[Records]
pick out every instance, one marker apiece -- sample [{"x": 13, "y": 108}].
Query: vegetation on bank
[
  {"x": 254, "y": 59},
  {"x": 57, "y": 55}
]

# TASK GOAL
Copy out the rows above, substituting "greenery" for "vegetation" and leaving everything else unchanged.

# COMPLETE ANSWER
pick out every instance, one marker apiece -- sample [{"x": 13, "y": 108}].
Query: greenery on bank
[
  {"x": 254, "y": 59},
  {"x": 57, "y": 55}
]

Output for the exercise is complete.